Contract Miscellanea

8.12

Contract Miscellanea🔗ℹ

Cameron Moy

1 Combinators🔗ℹ

This library is experimental; compatibility may not be maintained.

procedure
(dynamic->d make-contract) → contract?
make-contract :
(-> (unconstrained-domain-> contract?)
contract?)

This contract protects a procedure. It applies make-contract when the procedure is called with its arguments. The return value is expected to be a function contract that is then applied to the procedure, and the arguments are then reapplied to that protected procedure.

Examples:

> (define increasing/c
    (dynamic->d
      (λ (x)
        (-> integer? (>/c x)))))
> (define/contract add1* increasing/c add1)
> (add1* 42)
43
> (define/contract values* increasing/c values)
> (values* 42)
values*: broke its own contract
  promised: a number strictly greater than 42
  produced: 42
  in: the range of
      dynamic->d
  contract from: (definition values*)
  blaming: (definition values*)
   (assuming the contract is correct)
  at: eval:4:0

procedure
(self/c make-contract
[ #:chaperone? chaperone?]) → contract?
make-contract : (-> any/c contract?)
chaperone? : boolean? = #f

Constructs a contract where the contract itself depends on the value it’s protecting. When the contract is attached to a value, make-contract is applied to it and the resulting contract is then attached to that value.

Examples:

> (define cdr-returns-car/c
    (self/c
      (λ (p)
        (match-define (cons x f) p)
        (cons/c any/c (-> x)))))
> (define/contract good-self cdr-returns-car/c (cons 1 (const 1)))
> ((cdr good-self))
1
> 1
1
> (define/contract bad-self cdr-returns-car/c (cons 1 (const 2)))
> ((cdr bad-self))
bad-self: broke its own contract
  promised: 1
  produced: 2
  in: the range of
      the cdr of
      self/c
  contract from: (definition bad-self)
  blaming: (definition bad-self)
   (assuming the contract is correct)
  at: eval:10:0

procedure
(elementof/c contract get-element) → flat-contract?
contract : contract?
get-element : (-> any/c any/c)

Constructs a contract where the result of get-element on the protected value is checked against contract. However, the wrapper (if any) produced by contract is discarded.

Examples:

> (define car-is-int? (elementof/c integer? car))
> (define/contract good-pair car-is-int? (cons 1 2))
> (define/contract bad-pair car-is-int? (cons "hi" 2))
bad-pair: broke its own contract
  promised: integer?
  produced: "hi"
  in: (elementof/c integer?)
  contract from: (definition bad-pair)
  blaming: (definition bad-pair)
   (assuming the contract is correct)
  at: eval:14:0

procedure
(case->i arrow-contract ...) → contract?
arrow-contract : contract?

Like case->, but with support for ->i.

Examples:

> (define/contract might-count
    (case->i
      (-> string? integer?)
      (->i ([s string?] [n (s) (=/c (string-length s))]) [res integer?]))
    (lambda (s . args) (string-length s)))

- - -

### [Given request 1]
In the contract miscellanea documentation, what is the default value of the chaperone? argument to self/c?

- - -

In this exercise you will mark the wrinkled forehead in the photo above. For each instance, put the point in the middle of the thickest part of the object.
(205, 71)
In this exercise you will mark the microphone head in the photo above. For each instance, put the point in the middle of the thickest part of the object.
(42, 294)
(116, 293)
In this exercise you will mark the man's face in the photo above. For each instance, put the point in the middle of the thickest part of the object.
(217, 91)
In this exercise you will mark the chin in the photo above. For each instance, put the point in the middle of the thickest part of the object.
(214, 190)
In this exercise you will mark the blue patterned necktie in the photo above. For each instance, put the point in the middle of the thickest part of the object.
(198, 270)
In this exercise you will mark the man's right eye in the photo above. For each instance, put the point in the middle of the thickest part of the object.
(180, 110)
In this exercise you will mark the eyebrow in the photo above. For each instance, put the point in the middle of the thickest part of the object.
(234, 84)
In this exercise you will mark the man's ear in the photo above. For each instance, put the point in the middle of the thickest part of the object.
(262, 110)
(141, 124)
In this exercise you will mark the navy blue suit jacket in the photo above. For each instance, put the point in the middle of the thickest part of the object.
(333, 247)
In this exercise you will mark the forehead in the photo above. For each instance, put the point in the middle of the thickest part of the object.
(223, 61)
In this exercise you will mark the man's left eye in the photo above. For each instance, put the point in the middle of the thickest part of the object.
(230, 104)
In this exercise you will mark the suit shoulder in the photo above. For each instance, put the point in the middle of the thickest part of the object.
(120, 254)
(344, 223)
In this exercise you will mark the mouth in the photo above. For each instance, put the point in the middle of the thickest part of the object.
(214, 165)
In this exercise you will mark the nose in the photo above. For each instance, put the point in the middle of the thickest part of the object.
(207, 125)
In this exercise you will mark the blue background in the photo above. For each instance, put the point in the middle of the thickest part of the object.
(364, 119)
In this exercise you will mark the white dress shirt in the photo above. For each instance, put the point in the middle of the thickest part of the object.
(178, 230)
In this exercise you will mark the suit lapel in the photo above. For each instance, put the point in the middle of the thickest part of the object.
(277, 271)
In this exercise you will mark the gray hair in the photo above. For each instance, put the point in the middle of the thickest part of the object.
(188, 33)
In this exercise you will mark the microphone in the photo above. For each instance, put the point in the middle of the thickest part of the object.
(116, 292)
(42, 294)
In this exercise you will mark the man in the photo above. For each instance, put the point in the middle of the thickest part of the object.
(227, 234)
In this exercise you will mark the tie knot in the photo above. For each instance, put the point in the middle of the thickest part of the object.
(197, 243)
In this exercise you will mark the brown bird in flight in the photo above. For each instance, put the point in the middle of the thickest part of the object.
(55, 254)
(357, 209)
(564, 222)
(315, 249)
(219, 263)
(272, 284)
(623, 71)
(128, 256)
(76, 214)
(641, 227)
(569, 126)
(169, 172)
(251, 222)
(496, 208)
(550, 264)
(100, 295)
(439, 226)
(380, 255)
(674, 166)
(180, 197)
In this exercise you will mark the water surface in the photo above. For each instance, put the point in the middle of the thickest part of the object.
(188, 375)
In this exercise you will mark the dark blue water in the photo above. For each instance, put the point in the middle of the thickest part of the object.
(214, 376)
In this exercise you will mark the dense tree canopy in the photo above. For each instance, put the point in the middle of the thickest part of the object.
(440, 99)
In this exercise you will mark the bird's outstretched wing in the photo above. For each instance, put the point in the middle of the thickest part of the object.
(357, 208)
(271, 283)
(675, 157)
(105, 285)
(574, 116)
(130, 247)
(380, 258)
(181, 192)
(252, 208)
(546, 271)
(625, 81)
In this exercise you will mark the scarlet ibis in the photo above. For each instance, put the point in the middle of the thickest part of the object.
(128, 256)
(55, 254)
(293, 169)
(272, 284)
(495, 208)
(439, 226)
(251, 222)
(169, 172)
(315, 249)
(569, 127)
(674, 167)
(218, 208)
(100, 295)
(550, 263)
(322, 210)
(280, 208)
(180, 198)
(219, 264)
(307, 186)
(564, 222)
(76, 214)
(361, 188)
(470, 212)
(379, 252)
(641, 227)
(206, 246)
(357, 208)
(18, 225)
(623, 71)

- - -

### [Given request 2]
Report how many lines of the records contain the word "forehead". Give only the number.

### [Written reply 1]
#f

### [Written reply 2]
2